• [GIVEN ENTRIES]:
◇ ◇ ◇

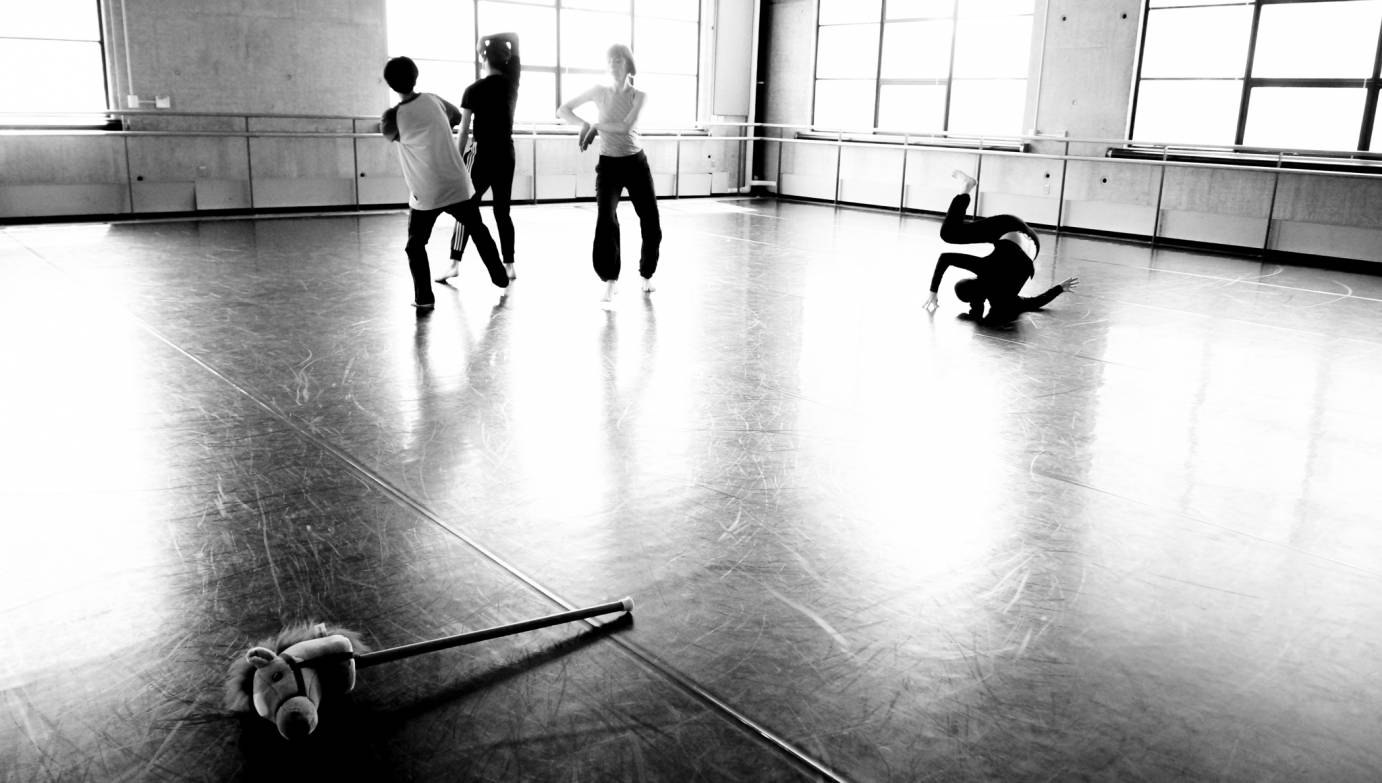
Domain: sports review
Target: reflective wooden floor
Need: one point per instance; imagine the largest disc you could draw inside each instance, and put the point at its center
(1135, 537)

◇ ◇ ◇

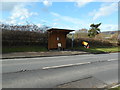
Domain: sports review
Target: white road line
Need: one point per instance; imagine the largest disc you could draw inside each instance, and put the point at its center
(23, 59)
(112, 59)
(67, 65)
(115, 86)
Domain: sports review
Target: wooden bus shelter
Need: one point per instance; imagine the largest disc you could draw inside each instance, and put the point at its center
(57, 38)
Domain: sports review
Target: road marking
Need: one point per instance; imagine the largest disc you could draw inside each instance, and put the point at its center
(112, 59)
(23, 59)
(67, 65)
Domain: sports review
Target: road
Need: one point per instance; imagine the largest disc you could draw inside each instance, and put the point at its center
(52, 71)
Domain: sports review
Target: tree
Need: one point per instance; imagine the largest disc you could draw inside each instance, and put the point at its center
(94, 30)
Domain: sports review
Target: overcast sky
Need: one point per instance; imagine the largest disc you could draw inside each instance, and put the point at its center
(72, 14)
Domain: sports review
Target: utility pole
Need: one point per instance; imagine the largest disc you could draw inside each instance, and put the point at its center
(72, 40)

◇ ◇ ◇

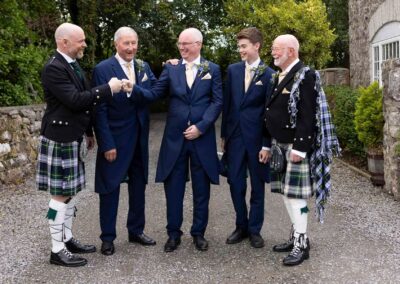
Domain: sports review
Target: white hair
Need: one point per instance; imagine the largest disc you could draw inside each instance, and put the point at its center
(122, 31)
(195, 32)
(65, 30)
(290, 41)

◇ ◇ ◇

Work through the records above. Copy every line with the string "wooden".

Target: reflective wooden floor
Target: wooden bus shelter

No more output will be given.